### AIM OF THE EXERCISE
Let the line containing "the white cloud" serve as the first line of the answer and the final line of the entries as its last, with every line between copied exactly.

Point-per-instance localization data:
+++

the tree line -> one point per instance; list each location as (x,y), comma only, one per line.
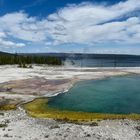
(20,59)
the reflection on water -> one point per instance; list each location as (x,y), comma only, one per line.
(111,95)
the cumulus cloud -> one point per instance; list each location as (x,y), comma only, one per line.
(86,23)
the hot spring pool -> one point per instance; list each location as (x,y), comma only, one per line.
(116,95)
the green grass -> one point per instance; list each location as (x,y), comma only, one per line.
(39,109)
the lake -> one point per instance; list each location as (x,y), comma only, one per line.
(116,95)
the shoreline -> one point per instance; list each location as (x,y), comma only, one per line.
(54,80)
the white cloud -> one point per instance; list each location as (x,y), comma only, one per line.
(86,23)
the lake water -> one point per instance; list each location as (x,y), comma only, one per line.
(104,62)
(118,95)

+++

### RESULT
the white cloud -> one point per instance; list each location as (x,y), comma only, one per line.
(86,23)
the lake water -> one point per instance; list each location as (x,y), comma only, one per line.
(104,62)
(118,95)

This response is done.